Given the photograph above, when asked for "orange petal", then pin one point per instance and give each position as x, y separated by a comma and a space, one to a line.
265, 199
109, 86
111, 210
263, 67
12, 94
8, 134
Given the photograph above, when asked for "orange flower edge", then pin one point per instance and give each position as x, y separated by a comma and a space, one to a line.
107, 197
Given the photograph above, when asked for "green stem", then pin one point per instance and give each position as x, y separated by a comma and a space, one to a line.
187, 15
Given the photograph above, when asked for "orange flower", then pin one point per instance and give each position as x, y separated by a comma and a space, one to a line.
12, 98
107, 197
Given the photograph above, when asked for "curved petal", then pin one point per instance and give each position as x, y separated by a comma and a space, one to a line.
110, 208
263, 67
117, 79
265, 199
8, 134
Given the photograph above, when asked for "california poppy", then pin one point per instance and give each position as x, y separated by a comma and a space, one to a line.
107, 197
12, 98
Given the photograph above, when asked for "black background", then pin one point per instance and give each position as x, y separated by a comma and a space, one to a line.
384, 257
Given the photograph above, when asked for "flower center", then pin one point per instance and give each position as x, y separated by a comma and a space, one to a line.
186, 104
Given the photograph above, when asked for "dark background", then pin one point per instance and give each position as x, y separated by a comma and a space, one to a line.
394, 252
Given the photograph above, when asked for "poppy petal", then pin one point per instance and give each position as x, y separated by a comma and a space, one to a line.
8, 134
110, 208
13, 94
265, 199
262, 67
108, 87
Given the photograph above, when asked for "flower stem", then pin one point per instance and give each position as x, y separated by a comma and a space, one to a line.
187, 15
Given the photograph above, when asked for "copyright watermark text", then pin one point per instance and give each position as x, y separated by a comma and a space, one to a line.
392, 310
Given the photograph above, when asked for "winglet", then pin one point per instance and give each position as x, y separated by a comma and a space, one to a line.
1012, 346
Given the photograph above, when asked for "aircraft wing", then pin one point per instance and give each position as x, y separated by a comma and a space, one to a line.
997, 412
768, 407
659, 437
□ □ □ □
• **GOAL OF THE EXERCISE**:
From the entries above, extract every line that contains the string "orange". Case counts.

• **TASK ANSWER**:
Given the photograph above, when asked for "orange petal", then pin one point per instance and give each position as x, y separated by a comma and a space, one to a line.
Given the photograph above, when asked for "orange flower edge", then pin one point per instance and give each position as x, y separated by a comma and a space, one to a line.
Given the photograph above, when asked for "orange flower", then pin one point per instance and give each position as x, y separated by a comma and a space, one to a line.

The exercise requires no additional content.